Location
- 401 76th Avenue SW, Cedar Rapids, IALinn, Johnson, and Benton counties United States
- Coordinates: 41.901507, -91.662564

District information
- Type: Local School District (Public)
- Grades: Pre-K through 12
- Established: 1954
- Superintendent: Dr. Douglas Wheeler
- Schools: 7
- Budget: $94,636,000 (2020-21)
- NCES District ID: 1907860

Students and staff
- Students: 5740 (2022-23)
- Teachers: 371.13 FTE
- Staff: 523.97 FTE
- Student–teacher ratio: 15.47
- Athletic conference: Mississippi Valley
- District mascot: Hawks
- Colors: Orange and Black

Other information
- Website: www.crprairie.org

= College Community School District =

School district near Cedar Rapids, Iowa, USA

The College Community School District is a public school district serving communities of Linn, Johnson, and Benton counties in east central Iowa. The district was established in 1954 after the consolidation of several township schools. Based on a 381 acre campus in the southern part of Cedar Rapids, the district encompasses 137 sqmi including the communities of Walford, Fairfax, Swisher, Shueyville, Ely, Southwest Cedar Rapids, and surrounding areas.

==History==

===Establishment===
The Iowa State Legislature started a series of laws beginning in 1947 to have the Iowa educational system reorganized. At this point in time, there were individual township school districts in existence. In the geographical area that later became the College Community School District, there were three townships involved in the discussion leading to reorganization: Fairfax, College and Putnam Townships. The Fairfax School housed primary through tenth grades, with eleventh and twelfth grades paying tuition to go to Cedar Rapids schools. College Township had 14 one-room school houses that housed primary through tenth grades. Those schools were going to consolidate into one College Township Elementary. Putnam Township had several schools, most notably Ely School.

EXCERPTED RECORDS:
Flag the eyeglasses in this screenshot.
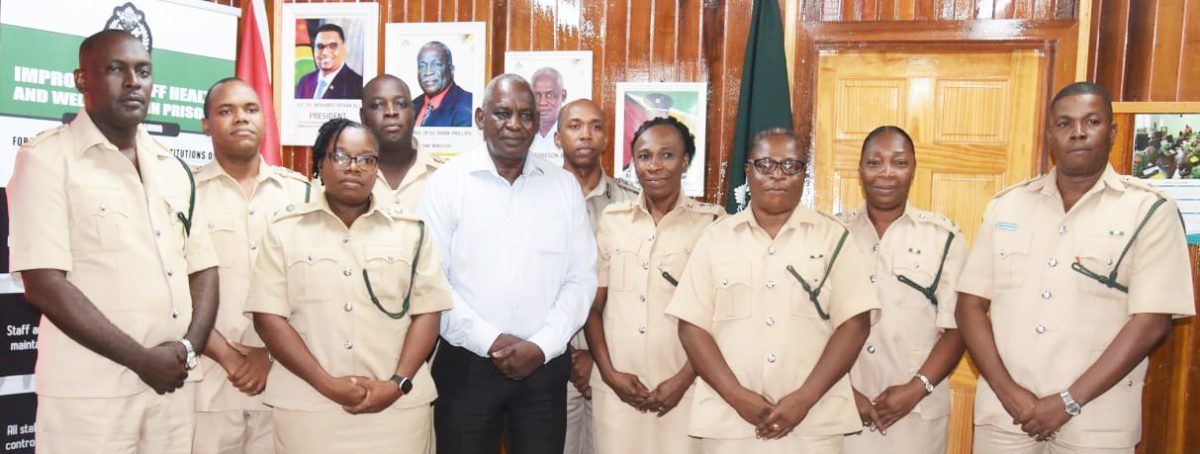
[750,157,808,175]
[362,221,425,319]
[329,151,379,171]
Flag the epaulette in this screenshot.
[612,178,642,195]
[992,175,1046,198]
[1121,175,1169,197]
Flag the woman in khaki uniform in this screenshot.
[840,126,966,454]
[246,119,451,453]
[667,130,880,454]
[584,118,724,454]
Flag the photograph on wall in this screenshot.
[383,22,488,156]
[278,4,379,147]
[612,82,708,197]
[504,50,592,166]
[1130,113,1200,244]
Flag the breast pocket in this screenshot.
[287,250,345,303]
[71,187,133,252]
[364,245,413,306]
[992,229,1033,289]
[713,263,754,322]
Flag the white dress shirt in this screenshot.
[419,147,596,363]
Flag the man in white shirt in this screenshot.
[529,66,566,166]
[419,74,596,454]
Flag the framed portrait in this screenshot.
[612,82,708,197]
[504,50,592,166]
[275,4,379,145]
[383,22,488,156]
[1112,102,1200,244]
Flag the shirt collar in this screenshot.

TASKS TO PERFORM:
1. Name every community that the school district text says the district encompasses.
2. According to the school district text, how many one-room school houses did College Township have?
3. Write a continuation of the school district history, beginning after its final sentence about Putnam Township.
The records are separate material and are unrelated to the school district text.

TASK RESPONSES:
1. Walford, Fairfax, Swisher, Shueyville, Ely, and Southwest Cedar Rapids.

2. College Township had 14 one-room school houses.

3.
In the early 1950s, the Cedar Rapids School District sent a notification to the school boards of the three townships and indicated that they would no longer accept students from its neighboring school districts for high school. They would be willing, however, to merge those township schools into the Cedar Rapids School District. An election was held in the spring of 1953 to create a new school district instead of merging into the Cedar Rapids District. Thus, in 1954, the College Community School District was established with 3 schools: Ely School in Putnam Township, College Township Elementary in College Township, and Fairfax School in Fairfax.

===1954–1979===

In 1954, the School Board along with the advice of several citizen committees, decided to purchase 40 acres of farmland and build a high school across the road from the current College Township Elementary and a few hundred yards west. This remains the site of the current Prairie High School. The elementary schools hosted grades K-7, the high school hosted grades 8-10 (later 8-12).

In 1958, 7th through 12th grade students from the Swisher Independent School District attended the College Community Schools for the first time on a tuition basis. Swisher and Jefferson Township (Present-day Shueyville) consolidated into College Community in 1960. Elementary students were taught Swisher and Shueyville schools for the time being.

In 1960, a bond issue passed to build a junior high school next to Prairie High School. Prairie Junior High School opened in 1961, housing grades seven through nine. Junior High Schools attended the first Outdoor Education Program at Camp Wapsie in 1962. This program continues in 2011, however, students now attend Outdoor Education week at Camp Io-dis-e-ca south of the district.

A bond issue was passed in the spring of 1961 and 25 acres of land east of the high school was purchased for the construction of a new elementary which opened as Prairie Intermediate in 1962. College Township Elementary is renamed Prairie Elementary.

Students from Walford started attending College Community Schools in the fall of 1966.

On November 18, 1969, a bond issue is passed, authorizing the construction of a new elementary next to Prairie Intermediate. Prairie View opened in 1972, and schools in Swisher, Shueyville, Ely, and Farifax closed, making all schools in the district based on a central campus. In August 1977, the District gave the old College Township Hall to Usher’s Ferry. That building, as well as the old Fairfax Township Cherry Valley country school building, exists at Ushers Ferry today.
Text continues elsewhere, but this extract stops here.